BEGIN THE DATA

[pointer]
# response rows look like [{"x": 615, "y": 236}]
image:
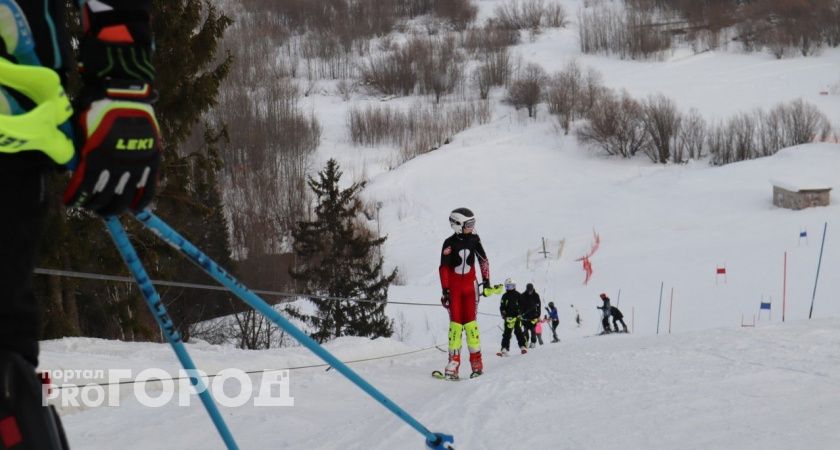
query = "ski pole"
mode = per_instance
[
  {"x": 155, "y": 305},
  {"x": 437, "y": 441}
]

END THE DATA
BEGIN THE DATA

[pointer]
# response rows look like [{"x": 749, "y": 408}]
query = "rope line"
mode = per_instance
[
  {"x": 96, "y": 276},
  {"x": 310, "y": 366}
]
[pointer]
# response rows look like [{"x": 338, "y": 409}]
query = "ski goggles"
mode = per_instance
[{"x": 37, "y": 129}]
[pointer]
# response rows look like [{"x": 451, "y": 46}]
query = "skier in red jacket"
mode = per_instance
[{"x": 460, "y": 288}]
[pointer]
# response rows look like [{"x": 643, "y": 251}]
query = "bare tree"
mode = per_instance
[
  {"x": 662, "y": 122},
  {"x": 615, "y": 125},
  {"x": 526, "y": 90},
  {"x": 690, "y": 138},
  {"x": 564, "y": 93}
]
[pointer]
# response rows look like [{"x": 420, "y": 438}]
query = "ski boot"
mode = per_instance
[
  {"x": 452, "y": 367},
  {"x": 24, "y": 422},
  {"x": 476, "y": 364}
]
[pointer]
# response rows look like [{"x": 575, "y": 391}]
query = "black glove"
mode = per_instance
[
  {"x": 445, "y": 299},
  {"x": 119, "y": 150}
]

END THE DATA
BEGIN THE DATA

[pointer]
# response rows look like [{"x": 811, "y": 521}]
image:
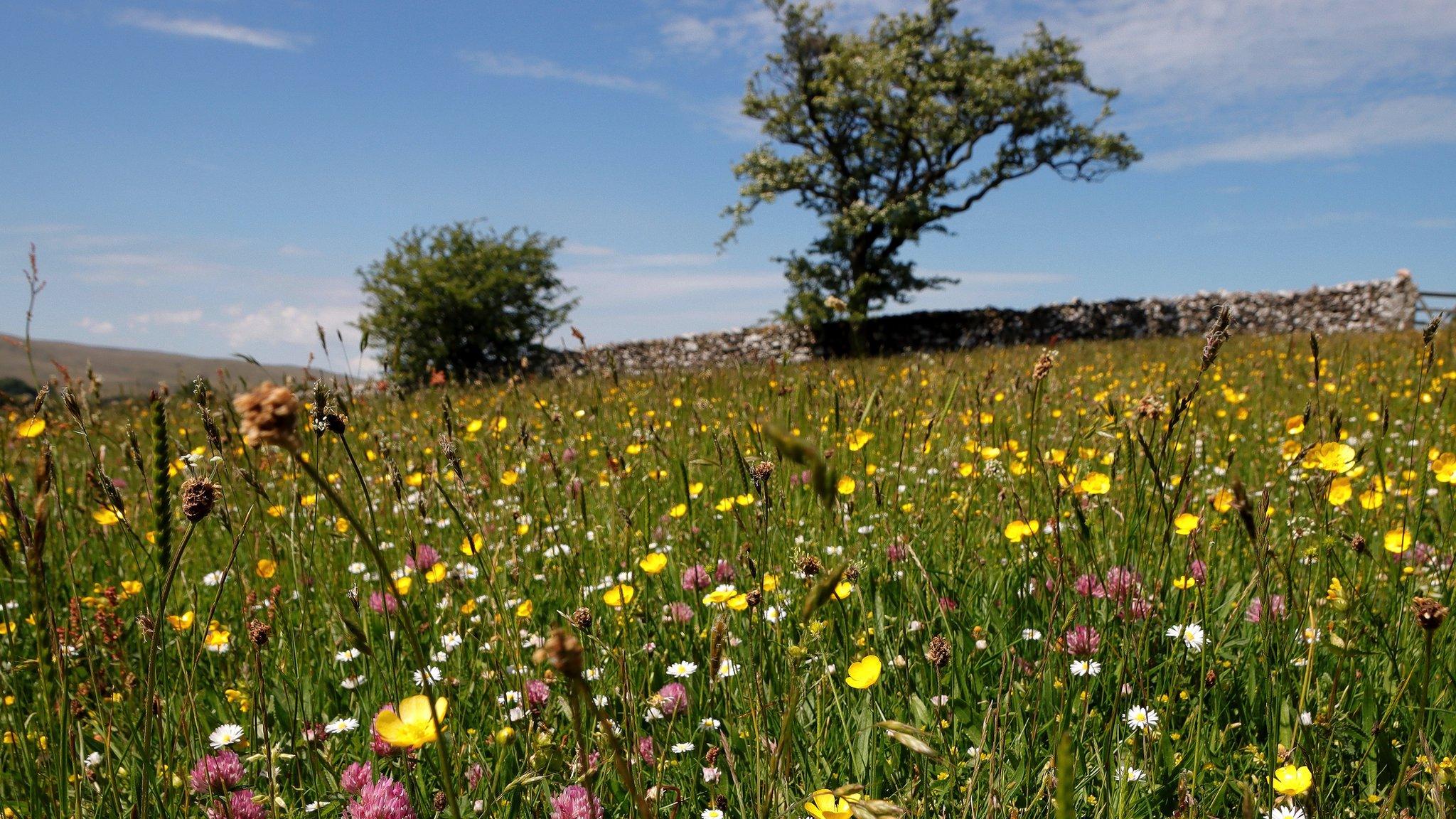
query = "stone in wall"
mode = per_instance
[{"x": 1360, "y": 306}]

END THE DATA

**TO DO**
In the data above, tally the lines that contain the string "response" and give that figure alone.

**REPLY TO THE TASK**
8